EXERCISE - Restate the data word for word and leave the images out.

Images for object localization

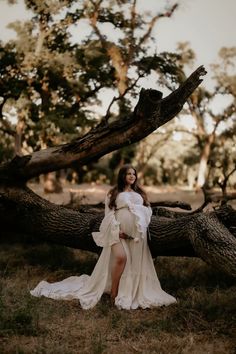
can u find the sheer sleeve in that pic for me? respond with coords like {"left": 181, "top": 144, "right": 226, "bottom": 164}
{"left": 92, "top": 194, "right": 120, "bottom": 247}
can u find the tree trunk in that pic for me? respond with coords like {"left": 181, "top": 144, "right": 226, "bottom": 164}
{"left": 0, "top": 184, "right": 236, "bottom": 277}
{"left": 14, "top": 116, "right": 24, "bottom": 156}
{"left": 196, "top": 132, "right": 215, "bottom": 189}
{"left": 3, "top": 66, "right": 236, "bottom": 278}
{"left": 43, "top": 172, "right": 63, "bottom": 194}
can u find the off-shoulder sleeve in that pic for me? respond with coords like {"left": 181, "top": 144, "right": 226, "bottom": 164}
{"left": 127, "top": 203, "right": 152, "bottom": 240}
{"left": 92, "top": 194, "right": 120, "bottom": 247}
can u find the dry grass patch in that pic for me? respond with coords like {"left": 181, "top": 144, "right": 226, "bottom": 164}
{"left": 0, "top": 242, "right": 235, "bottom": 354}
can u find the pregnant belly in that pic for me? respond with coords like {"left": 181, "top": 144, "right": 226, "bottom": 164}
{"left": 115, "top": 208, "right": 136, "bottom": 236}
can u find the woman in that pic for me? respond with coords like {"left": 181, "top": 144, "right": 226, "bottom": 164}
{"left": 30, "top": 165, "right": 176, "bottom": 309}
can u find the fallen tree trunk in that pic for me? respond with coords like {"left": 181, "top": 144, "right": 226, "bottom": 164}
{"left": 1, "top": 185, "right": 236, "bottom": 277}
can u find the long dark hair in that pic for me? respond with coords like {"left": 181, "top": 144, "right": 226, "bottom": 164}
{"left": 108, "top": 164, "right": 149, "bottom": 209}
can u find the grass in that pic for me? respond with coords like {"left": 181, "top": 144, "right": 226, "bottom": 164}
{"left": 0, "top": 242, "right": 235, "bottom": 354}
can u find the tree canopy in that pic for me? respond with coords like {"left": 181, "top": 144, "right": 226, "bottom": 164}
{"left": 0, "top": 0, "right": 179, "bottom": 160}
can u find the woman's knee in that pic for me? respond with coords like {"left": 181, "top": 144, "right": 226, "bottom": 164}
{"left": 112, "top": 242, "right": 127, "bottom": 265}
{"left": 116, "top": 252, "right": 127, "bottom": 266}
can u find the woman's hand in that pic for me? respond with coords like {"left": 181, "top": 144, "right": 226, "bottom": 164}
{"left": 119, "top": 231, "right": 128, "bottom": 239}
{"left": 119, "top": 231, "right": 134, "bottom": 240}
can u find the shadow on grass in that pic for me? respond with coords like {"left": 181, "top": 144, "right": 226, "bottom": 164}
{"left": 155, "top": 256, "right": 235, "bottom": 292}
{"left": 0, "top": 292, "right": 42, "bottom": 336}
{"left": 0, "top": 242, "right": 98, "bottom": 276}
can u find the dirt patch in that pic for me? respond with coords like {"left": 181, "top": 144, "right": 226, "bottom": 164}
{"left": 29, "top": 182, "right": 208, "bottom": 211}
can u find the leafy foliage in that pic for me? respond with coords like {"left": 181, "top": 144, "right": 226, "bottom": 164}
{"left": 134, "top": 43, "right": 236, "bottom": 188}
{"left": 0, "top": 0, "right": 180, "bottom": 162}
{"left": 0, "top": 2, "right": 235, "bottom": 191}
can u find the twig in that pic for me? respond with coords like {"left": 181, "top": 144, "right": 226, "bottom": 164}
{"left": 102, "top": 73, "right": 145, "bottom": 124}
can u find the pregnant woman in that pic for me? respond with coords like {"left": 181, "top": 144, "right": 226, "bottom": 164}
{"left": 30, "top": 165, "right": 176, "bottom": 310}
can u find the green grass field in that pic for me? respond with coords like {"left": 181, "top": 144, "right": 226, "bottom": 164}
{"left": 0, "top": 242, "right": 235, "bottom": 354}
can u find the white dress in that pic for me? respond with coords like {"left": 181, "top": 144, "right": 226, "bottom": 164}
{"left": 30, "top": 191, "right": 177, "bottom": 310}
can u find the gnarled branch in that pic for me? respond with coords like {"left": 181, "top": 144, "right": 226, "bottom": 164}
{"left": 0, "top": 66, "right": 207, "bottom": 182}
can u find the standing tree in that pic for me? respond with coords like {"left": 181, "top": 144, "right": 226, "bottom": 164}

PROBLEM SOLUTION -
can u find the sheer sleeve in that pic for me? respond with coords like {"left": 181, "top": 144, "right": 226, "bottom": 164}
{"left": 92, "top": 194, "right": 120, "bottom": 247}
can u find the tree trunk in that pic for me? respond with coords like {"left": 181, "top": 144, "right": 226, "bottom": 164}
{"left": 0, "top": 184, "right": 236, "bottom": 277}
{"left": 14, "top": 116, "right": 24, "bottom": 156}
{"left": 196, "top": 132, "right": 215, "bottom": 189}
{"left": 3, "top": 66, "right": 236, "bottom": 278}
{"left": 43, "top": 172, "right": 63, "bottom": 194}
can u find the off-shoulder sleeve in that pic for me? respond with coords like {"left": 181, "top": 144, "right": 226, "bottom": 164}
{"left": 127, "top": 203, "right": 152, "bottom": 240}
{"left": 92, "top": 194, "right": 120, "bottom": 247}
can u find the dry grass patch in that pic for me? respond with coords like {"left": 181, "top": 144, "right": 226, "bottom": 164}
{"left": 0, "top": 242, "right": 235, "bottom": 354}
can u find the pregnant belly in that pic for me? respond with coords like {"left": 181, "top": 144, "right": 226, "bottom": 164}
{"left": 115, "top": 208, "right": 136, "bottom": 236}
can u find the woman in that pic for me? respond with coords like {"left": 181, "top": 144, "right": 226, "bottom": 164}
{"left": 30, "top": 165, "right": 176, "bottom": 309}
can u find the fallen tree trunk in that pic for me? respond with coords like {"left": 181, "top": 144, "right": 226, "bottom": 164}
{"left": 1, "top": 185, "right": 236, "bottom": 277}
can u find the long dark hair in that pic for me? respond with coords like {"left": 181, "top": 144, "right": 226, "bottom": 164}
{"left": 108, "top": 164, "right": 149, "bottom": 209}
can u find the grass in that pic for me? respond with coords like {"left": 181, "top": 144, "right": 226, "bottom": 164}
{"left": 0, "top": 242, "right": 235, "bottom": 354}
can u find the tree canopy in that pic for me? respond with coords like {"left": 181, "top": 144, "right": 226, "bottom": 164}
{"left": 0, "top": 0, "right": 179, "bottom": 160}
can u find the woman's knee in that pic for me? respond with coords like {"left": 181, "top": 144, "right": 226, "bottom": 164}
{"left": 112, "top": 242, "right": 127, "bottom": 265}
{"left": 116, "top": 252, "right": 127, "bottom": 266}
can u find the woman's hand in that pic for me? respond with coords like {"left": 181, "top": 144, "right": 226, "bottom": 164}
{"left": 119, "top": 231, "right": 128, "bottom": 239}
{"left": 119, "top": 231, "right": 134, "bottom": 240}
can u find the shadow on grass in that pic for me? respond with coords like {"left": 181, "top": 144, "right": 226, "bottom": 164}
{"left": 155, "top": 256, "right": 235, "bottom": 292}
{"left": 0, "top": 292, "right": 42, "bottom": 336}
{"left": 0, "top": 242, "right": 98, "bottom": 276}
can u find the dirt patch in that pic for me? respond with coords like {"left": 181, "top": 144, "right": 226, "bottom": 164}
{"left": 29, "top": 182, "right": 208, "bottom": 211}
can u find the leafy foliage in that pic for me? respond with coords like {"left": 181, "top": 144, "right": 226, "bottom": 164}
{"left": 134, "top": 43, "right": 236, "bottom": 188}
{"left": 0, "top": 0, "right": 180, "bottom": 162}
{"left": 0, "top": 2, "right": 235, "bottom": 191}
can u find the twig in that pic for me? respond with coords like {"left": 181, "top": 144, "right": 226, "bottom": 164}
{"left": 102, "top": 73, "right": 145, "bottom": 124}
can u find the pregnant woman in that pic for me? respond with coords like {"left": 181, "top": 144, "right": 226, "bottom": 164}
{"left": 30, "top": 165, "right": 176, "bottom": 310}
can u find the green grass field in that pic for me? respond with coords like {"left": 181, "top": 144, "right": 226, "bottom": 164}
{"left": 0, "top": 242, "right": 235, "bottom": 354}
can u find the white dress in that pic for me? respond with coords like {"left": 181, "top": 144, "right": 226, "bottom": 164}
{"left": 30, "top": 191, "right": 177, "bottom": 310}
can u find the gnarled branch in that pic for me? respond with coords like {"left": 181, "top": 144, "right": 226, "bottom": 164}
{"left": 0, "top": 66, "right": 207, "bottom": 182}
can u find the standing tree in that pic for me? respond with coords like {"left": 181, "top": 144, "right": 226, "bottom": 164}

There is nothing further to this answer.